Written task:
Please format the records from the line containing "label the arched window, a" through the end of the records, both ends included, as a two-column CSV with the headers text and answer. Give one row per record, put each field in double quotes, and replace line breaks with spaces.

Information supplied:
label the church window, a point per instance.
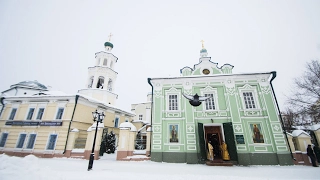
(40, 113)
(111, 65)
(116, 122)
(13, 113)
(52, 141)
(90, 82)
(60, 113)
(110, 85)
(173, 102)
(32, 138)
(105, 62)
(210, 102)
(30, 113)
(249, 100)
(3, 140)
(22, 138)
(100, 82)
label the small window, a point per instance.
(110, 85)
(22, 138)
(3, 140)
(13, 113)
(60, 113)
(210, 102)
(105, 62)
(111, 65)
(32, 138)
(116, 122)
(249, 100)
(52, 141)
(90, 82)
(100, 82)
(173, 102)
(30, 113)
(40, 113)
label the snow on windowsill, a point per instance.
(78, 150)
(139, 152)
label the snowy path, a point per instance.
(34, 168)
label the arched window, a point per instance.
(110, 85)
(111, 65)
(90, 82)
(100, 82)
(105, 62)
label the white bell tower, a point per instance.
(102, 76)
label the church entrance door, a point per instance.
(213, 134)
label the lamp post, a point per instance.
(99, 118)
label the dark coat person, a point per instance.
(312, 156)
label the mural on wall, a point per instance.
(173, 130)
(257, 136)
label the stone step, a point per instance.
(219, 162)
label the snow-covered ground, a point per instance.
(33, 168)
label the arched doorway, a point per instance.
(214, 134)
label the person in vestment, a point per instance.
(225, 153)
(312, 156)
(256, 132)
(210, 151)
(174, 134)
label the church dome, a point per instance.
(203, 50)
(30, 84)
(108, 44)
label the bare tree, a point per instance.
(305, 99)
(290, 119)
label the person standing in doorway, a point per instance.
(225, 153)
(312, 156)
(210, 151)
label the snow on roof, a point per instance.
(128, 125)
(103, 103)
(315, 127)
(297, 133)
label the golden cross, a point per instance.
(202, 44)
(110, 37)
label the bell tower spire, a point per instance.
(102, 76)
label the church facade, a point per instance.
(36, 120)
(242, 112)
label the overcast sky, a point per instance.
(55, 41)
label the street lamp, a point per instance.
(99, 118)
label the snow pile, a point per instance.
(33, 168)
(23, 168)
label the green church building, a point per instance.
(242, 112)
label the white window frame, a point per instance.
(34, 109)
(116, 123)
(214, 92)
(48, 142)
(105, 60)
(56, 115)
(173, 91)
(18, 141)
(37, 114)
(5, 141)
(34, 142)
(253, 90)
(16, 110)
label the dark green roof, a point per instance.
(108, 44)
(203, 50)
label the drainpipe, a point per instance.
(274, 74)
(74, 110)
(149, 81)
(1, 101)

Solution to this problem:
text,answer
"label the arched window, a point per instance.","(110, 85) (111, 65) (90, 82) (100, 82) (105, 62)"
"label the white bell tower, a point per instance.","(102, 76)"
"label the church entrance door, a point per instance.","(213, 134)"
"label the lamp post, a point per instance.","(99, 118)"
"label the dark coat person, a point per instance.","(312, 156)"
"label the mural on wall, a point per instance.","(173, 130) (257, 136)"
"label the stone step, a point per instance.","(219, 162)"
"label the snow-covered ground, a point per instance.","(33, 168)"
"label the arched doorway, a point per instance.","(214, 134)"
"label the person in vestment, a point per instance.","(225, 153) (312, 156) (256, 132) (210, 151) (174, 134)"
"label the church dome, a point per instance.","(203, 50) (30, 84) (108, 44)"
"label the bare tree, a point per instance.","(305, 99) (290, 119)"
"label the person standing in doorway, a point per instance.","(225, 153) (312, 156) (210, 151)"
"label the snow on roof, a point per instance.","(128, 125) (103, 103) (315, 127) (297, 133)"
"label the golden cross, a point per instance.","(202, 44) (110, 37)"
"label the bell tower spire, a point per instance.","(102, 76)"
"label the church facade, a point per instance.","(36, 120) (242, 112)"
"label the overcast sky, a point per instance.","(55, 41)"
"label the street lamp, a point per instance.","(99, 118)"
"label the snow pile, a point per instance.","(33, 168) (23, 168)"
"label the green church building, a point per instance.","(242, 112)"
"label the white window frame, a point per instance.","(34, 109) (116, 123) (214, 92) (48, 142) (105, 60) (56, 115) (173, 91) (18, 141) (37, 114) (5, 141) (34, 142) (253, 90) (16, 110)"
"label the dark green roof, a point per instance.","(108, 44) (203, 50)"
"label the drainpipe, a point per instance.","(274, 74) (74, 110) (149, 81) (1, 101)"